§ **Data listing**
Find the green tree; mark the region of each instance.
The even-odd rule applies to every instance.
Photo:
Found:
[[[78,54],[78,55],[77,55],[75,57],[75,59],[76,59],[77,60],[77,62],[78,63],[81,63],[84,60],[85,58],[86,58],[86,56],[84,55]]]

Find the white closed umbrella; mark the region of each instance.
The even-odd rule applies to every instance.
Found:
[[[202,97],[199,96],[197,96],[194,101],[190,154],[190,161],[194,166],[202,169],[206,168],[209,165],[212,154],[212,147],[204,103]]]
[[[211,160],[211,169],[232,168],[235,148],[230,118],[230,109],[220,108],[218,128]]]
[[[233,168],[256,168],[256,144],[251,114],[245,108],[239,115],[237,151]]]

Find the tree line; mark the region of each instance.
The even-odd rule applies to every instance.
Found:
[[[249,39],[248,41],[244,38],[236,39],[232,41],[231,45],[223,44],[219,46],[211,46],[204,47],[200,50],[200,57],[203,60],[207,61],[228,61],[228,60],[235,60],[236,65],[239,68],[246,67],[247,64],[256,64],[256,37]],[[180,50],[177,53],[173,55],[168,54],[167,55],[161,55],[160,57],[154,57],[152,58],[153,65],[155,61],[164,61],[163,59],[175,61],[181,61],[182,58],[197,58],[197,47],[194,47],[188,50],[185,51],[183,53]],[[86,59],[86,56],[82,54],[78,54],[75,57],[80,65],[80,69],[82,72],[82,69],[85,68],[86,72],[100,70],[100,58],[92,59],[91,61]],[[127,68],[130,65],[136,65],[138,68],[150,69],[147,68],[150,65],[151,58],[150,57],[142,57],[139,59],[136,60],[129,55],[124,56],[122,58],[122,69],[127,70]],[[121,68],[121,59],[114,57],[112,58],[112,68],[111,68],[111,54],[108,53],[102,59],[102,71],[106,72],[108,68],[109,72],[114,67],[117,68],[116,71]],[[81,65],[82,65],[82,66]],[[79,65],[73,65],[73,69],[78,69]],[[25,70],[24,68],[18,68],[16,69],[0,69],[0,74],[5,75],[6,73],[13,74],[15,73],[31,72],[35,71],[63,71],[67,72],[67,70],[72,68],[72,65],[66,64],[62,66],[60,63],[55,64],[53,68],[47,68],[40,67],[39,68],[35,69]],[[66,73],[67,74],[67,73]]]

§ **Task to carry out**
Pick out every line in the rows above that contains the word "tree", and copy each of those lines.

§ **Result of this task**
Find the green tree; mark the region of each instance.
Find the tree line; mark the region of each instance.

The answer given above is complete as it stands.